**待辦任務**
請判斷下列三項陳述與下文關於劉裕與司馬休之的記述是否相符。每項答「是」或「否」,並原樣引用文中起決定作用的詞句。
1. 司馬文思過繼給了譙王司馬尚之。
2. 劉裕接受了晉安帝所加封的太傅、揚州牧。
3. 張順向司馬文思提議將宋家女納為小妾。

**引文段落**
-=-=-=-=-
一樁強搶民女引發的政治鬥爭,劉裕擊潰司馬休之,奪得荊州

錦音玉曲 發佈 2024-04-04T07:47:23.414190+00:00

原來,司馬休之出任荊州刺史之後,勤勞庶務,體恤民情,大得民心,按說這應該是一件好事,劉裕卻認為司馬休之在收買人心,心存異志。

平定盧循,收復益州,劉裕厥功至偉。晉安帝加封劉裕為太傅、揚州牧。劉裕固辭不受。晉安帝於是另封劉裕的二兒子劉義真為桂陽縣公。朝廷相安不久,又有一件事讓劉裕很不爽。

原來,司馬休之出任荊州刺史之後,勤勞庶務,體恤民情,大得民心,按說這應該是一件好事,劉裕卻認為司馬休之在收買人心,心存異志。恰在此時發生了一件事,讓劉裕的不滿情緒得到發泄。

司馬休之有個兒子叫文思,過繼給兄長譙王司馬尚之,繼承了譙王的爵位。司馬休之到荊州赴任,司馬文思和弟弟文寶、文祖都留在京師。司馬文思性情暴悍,且好淫樂,手下養了一批江湖人士,在京城為非作歹,是一個人見人怕的惡棍。

一天,司馬文思帶著一幫兄弟出城遊玩,恰逢一群婦女在柳蔭下觀景,見內中有一位少女美若天仙,他色迷迷地看著那位少女,吃驚地問:「這裡怎會有如此漂亮的美人啊!」有識者回答:「這是嶺園宋家的女兒。」

婦女們見有人在議論她們,旋即全都避走了。司馬文思回家之後,想著在柳林見到的少女,茶不思,飯不進。家奴張順性情奸巧,知道主人的心思,獻媚地說:「主人精神萎靡不振,莫不是思念柳林里遇見的宋家女?如果真的想她,那就將她納為小妾?」

司馬文思說:「這個女子太美了,恨不得現在就將她摟在懷裡,但要納為小妾,不知人家是否願意。」張順獻媚地說:「以主人的勢力,有什麼辦不到的事情?」司馬文思大喜:「那你去試試看。」
-=-=-=-=-
[已存條目]
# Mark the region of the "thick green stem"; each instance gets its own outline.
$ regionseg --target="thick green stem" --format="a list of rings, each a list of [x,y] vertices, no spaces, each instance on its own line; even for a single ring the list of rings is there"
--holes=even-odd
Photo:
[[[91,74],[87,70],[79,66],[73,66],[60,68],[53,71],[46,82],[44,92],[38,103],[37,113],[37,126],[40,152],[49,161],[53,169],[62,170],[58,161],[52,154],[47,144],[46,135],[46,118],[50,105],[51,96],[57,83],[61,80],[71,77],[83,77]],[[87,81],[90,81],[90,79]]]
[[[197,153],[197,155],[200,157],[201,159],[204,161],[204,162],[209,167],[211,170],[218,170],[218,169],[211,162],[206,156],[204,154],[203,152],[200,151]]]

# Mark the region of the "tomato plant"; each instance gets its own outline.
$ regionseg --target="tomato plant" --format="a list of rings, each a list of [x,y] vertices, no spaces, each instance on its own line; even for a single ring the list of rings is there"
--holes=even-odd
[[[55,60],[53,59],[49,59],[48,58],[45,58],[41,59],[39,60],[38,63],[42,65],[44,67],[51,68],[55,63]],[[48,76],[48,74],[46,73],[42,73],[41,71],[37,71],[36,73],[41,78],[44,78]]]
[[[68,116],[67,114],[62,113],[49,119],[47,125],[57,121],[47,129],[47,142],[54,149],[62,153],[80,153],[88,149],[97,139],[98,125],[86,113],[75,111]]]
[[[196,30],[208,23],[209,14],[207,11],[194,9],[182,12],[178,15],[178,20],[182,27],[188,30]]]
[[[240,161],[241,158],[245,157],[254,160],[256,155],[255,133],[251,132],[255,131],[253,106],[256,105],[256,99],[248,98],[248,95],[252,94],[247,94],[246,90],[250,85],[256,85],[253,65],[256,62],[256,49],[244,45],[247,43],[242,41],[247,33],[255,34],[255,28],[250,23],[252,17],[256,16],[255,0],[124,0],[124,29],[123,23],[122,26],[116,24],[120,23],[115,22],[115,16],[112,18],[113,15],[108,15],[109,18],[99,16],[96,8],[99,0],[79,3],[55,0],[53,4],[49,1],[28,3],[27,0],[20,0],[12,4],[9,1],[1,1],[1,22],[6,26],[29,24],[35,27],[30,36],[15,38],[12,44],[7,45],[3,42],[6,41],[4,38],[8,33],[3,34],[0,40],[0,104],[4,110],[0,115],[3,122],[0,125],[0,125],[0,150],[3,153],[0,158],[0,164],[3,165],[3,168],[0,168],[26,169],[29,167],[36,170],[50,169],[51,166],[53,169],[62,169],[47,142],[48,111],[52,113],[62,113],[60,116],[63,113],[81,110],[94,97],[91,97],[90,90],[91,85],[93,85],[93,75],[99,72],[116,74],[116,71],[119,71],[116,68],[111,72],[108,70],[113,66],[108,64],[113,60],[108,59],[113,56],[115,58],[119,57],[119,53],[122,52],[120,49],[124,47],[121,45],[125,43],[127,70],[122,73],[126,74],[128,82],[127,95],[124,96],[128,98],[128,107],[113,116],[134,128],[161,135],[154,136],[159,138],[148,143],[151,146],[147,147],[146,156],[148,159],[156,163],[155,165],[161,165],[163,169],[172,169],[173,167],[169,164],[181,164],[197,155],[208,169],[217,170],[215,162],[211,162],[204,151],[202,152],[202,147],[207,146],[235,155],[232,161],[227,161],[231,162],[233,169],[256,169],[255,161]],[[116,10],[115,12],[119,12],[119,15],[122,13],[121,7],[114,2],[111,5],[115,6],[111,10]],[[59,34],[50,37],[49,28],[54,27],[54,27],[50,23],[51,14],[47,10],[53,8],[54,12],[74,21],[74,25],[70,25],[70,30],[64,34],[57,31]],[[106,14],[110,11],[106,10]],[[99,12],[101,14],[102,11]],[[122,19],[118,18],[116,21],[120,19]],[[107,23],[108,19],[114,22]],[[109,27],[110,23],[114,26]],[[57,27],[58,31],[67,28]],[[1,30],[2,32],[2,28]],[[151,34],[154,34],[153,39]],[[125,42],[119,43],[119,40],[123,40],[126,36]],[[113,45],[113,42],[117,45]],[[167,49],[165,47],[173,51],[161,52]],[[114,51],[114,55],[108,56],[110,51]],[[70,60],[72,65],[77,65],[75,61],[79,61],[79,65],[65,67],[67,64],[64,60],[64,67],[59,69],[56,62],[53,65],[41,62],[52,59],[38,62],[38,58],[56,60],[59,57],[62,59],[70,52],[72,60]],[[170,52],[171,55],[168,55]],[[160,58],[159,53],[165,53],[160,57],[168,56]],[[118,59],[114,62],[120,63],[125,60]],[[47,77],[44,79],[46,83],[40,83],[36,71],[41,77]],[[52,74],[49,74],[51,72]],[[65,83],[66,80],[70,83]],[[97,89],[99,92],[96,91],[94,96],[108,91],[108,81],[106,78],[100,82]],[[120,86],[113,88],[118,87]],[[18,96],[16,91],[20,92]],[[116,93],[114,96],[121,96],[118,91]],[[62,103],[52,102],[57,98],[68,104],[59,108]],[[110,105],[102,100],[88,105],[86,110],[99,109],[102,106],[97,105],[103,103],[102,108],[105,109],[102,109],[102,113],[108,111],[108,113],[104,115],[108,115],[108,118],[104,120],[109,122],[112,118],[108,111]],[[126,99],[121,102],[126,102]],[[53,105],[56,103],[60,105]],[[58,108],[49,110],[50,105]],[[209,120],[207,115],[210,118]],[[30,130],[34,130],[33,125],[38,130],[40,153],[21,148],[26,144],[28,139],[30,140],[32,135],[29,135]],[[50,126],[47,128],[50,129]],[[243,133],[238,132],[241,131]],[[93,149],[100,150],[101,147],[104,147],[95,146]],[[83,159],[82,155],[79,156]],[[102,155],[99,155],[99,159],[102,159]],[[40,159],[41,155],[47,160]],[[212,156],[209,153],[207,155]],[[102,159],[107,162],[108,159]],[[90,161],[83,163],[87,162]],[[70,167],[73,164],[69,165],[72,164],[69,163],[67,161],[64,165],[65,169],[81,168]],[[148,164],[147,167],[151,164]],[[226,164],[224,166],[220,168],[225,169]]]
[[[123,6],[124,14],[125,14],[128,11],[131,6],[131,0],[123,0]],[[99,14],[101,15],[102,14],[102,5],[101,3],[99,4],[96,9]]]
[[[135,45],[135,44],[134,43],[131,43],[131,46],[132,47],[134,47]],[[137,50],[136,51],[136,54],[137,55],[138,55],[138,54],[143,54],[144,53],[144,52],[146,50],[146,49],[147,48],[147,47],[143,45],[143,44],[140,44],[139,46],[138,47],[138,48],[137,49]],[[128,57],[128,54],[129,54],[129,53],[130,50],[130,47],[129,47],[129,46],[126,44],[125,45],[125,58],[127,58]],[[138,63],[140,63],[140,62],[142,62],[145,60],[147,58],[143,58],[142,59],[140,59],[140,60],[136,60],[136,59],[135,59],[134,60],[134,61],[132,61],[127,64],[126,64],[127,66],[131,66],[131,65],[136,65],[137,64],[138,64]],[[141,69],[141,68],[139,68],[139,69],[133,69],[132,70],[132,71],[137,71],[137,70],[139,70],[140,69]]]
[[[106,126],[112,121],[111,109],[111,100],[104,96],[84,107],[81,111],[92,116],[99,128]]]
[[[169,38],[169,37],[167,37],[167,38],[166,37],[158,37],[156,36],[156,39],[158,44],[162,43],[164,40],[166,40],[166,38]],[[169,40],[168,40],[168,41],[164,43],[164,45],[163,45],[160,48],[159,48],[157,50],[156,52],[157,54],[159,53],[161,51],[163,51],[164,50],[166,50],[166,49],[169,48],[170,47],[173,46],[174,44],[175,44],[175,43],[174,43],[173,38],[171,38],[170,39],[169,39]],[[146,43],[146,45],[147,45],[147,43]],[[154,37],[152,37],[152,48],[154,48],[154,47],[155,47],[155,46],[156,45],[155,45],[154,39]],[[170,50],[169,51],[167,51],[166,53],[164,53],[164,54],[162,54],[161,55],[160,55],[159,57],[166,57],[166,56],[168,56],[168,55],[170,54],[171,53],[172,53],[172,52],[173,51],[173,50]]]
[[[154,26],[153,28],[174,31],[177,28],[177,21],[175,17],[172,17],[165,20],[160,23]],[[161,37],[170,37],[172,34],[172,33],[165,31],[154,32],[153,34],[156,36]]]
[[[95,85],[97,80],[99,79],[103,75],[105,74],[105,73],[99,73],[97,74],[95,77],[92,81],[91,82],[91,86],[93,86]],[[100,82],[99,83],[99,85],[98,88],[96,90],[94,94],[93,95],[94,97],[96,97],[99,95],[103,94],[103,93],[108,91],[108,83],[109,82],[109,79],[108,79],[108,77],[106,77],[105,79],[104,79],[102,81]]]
-=-=-=-=-
**任務結果**
1. 是:「過繼給兄長譙王司馬尚之,繼承了譙王的爵位」
2. 否:「劉裕固辭不受」
3. 是:「如果真的想她,那就將她納為小妾?」